### [TUGAS]
Sebutkan, sesuai urutan kemunculannya, setiap bilangan yang ditulis dengan angka dalam teks tentang pengetatan di Zhejiang, masing-masing dengan kata yang menyertainya.
##### TEKS PILIHAN #####
Meski tak seperti Wuhan, daerah lain di Cina mulai melakukan pengetatan. Salah satunya Zhejiang, provinsi yang terletak sekitar 600 kilometer ke arah timur Wuhan. Menurut Indah Morgan, salah satu warga Indonesia di sana, Zhejiang melakukan pengetatan setelah 1.006 orang tertular corona, meski belum ada yang meninggal. "Zhejiang sudah masuk restricted area. Mungkin akan segera ditutup karena kini korbannya yang terbanyak ketiga di seluruh Cina," kata Indah, 6 Februari lalu.
Pemerintah Zhejiang berusaha meredam penyebaran corona ini dengan membatasi warganya ke luar rumah. Menurut Indah, pintu keluar perumahannya yang dihuni 10 ribu orang itu kini hanya dibuka satu, dari total empat pintu. Pemerintah mengeluarkan kupon jatah keluar perumahan untuk tiap keluarga. "Seminggu hanya tiga kali keluar. Itu pun hanya boleh satu orang," katanya.
##### DATA TERCATAT #####
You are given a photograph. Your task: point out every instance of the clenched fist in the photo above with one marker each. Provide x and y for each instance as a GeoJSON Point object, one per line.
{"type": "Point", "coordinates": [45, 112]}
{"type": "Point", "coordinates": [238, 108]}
#####
### [JAWABAN YANG DIHARAPKAN]
- 600 kilometer
- 1.006 orang
- 6 Februari
- 10 ribu orang